Descendants of Bosnian and Armenian Migrants Keep Ancient Ways Alive in Albania

Kapidani is cataloguing any documents that he can find about his ancestors. "We've collected documents and testimonies from the elders, aiming to reconstruct their trip by land and sea," Kapidani told BIRN.

Back in the 1870s, Bosnia and Herzegovina, one of the most culturally diverse parts of the Balkans, was mired in a multisided conflict.

As the Ottoman Empire began to disintegrate, both the Russian and Austrian Empires competed to replace it in the Balkans, along with Serbia, Greece and other local actors.

After the Ottomans were defeated by the Russian Empire in the 1877-78 war, the Great Powers intervened to decide what would be done with several parts of the Balkans.

Legend has it that a group of Bosnian Muslims from the Mostar area in Bosnia decided to emigrate to other parts of the Ottoman Empire, as the Austro-Hungarian Empire took over control of Bosnia.

Kapidani says many took ship for what today is European Turkey, an area where millions of Muslims of various ethnicities settled after emigrating from various former Ottoman lands in the Balkans.

» **Tasks for this exercise**
1. According to the article on Bosnian and Armenian descendants in Albania, why have Kapidani and others collected documents and testimonies from the elders?
2. Name every empire mentioned in the article on Bosnian and Armenian descendants in Albania.

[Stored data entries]
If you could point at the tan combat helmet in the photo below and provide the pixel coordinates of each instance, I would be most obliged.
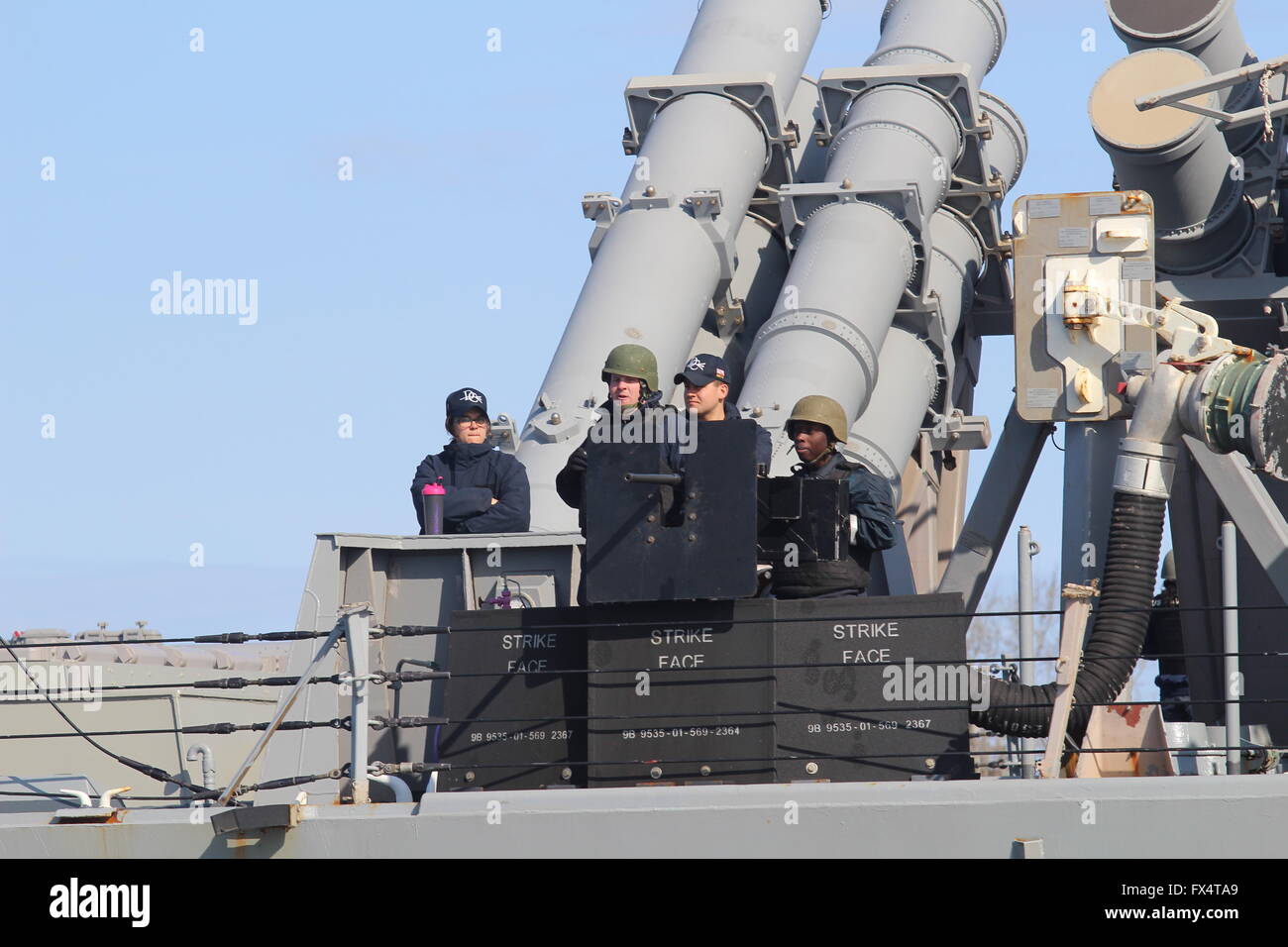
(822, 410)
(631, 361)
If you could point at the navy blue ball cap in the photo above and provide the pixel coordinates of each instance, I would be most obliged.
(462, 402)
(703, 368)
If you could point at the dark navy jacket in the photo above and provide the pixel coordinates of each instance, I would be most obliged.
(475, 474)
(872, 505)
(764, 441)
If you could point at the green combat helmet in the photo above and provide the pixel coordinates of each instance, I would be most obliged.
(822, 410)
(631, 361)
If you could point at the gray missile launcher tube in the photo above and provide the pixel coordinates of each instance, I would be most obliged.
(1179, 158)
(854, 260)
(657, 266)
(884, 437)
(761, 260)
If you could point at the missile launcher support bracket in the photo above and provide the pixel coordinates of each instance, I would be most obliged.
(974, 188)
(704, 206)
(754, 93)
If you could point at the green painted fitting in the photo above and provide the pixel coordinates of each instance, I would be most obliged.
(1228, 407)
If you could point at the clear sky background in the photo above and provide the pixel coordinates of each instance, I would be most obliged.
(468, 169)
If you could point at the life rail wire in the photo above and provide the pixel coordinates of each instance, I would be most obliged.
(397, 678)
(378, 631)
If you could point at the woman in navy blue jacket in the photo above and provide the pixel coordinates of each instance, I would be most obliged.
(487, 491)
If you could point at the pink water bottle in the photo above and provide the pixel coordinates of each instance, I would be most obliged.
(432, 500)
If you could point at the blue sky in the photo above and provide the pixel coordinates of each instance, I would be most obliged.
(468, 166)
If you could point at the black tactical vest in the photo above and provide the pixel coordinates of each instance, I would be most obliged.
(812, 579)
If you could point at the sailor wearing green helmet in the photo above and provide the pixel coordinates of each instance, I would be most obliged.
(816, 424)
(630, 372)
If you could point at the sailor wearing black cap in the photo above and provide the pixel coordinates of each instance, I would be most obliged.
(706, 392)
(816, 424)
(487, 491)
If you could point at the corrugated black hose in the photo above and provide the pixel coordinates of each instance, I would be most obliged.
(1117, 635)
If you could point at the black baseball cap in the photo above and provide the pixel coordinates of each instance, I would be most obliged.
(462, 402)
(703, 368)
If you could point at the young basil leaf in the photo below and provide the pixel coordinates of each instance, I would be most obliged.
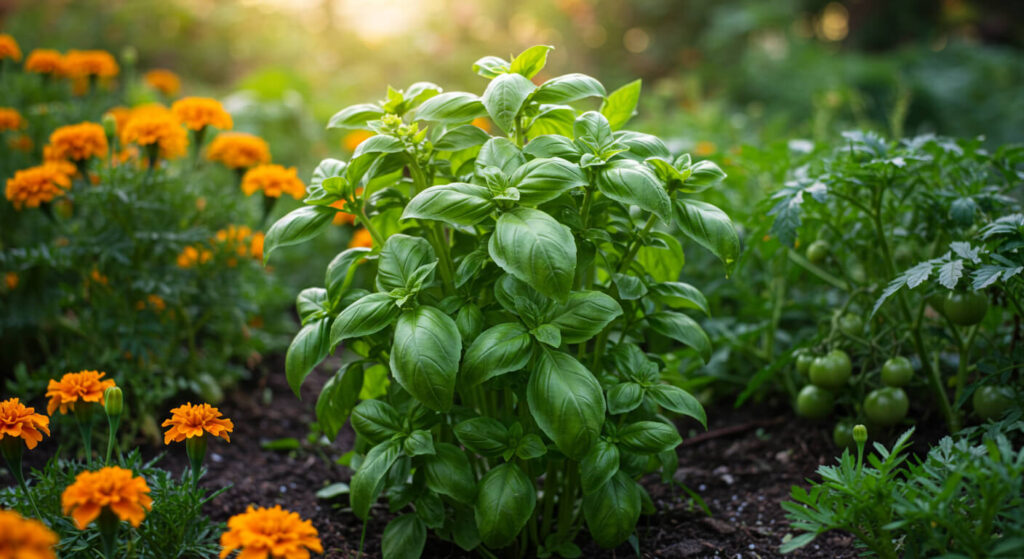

» **Answers to the exercises**
1. They are trying to reconstruct the journey their ancestors made by land and sea.

2.
- Ottoman Empire
- Russian Empire
- Austrian Empire
- Austro-Hungarian Empire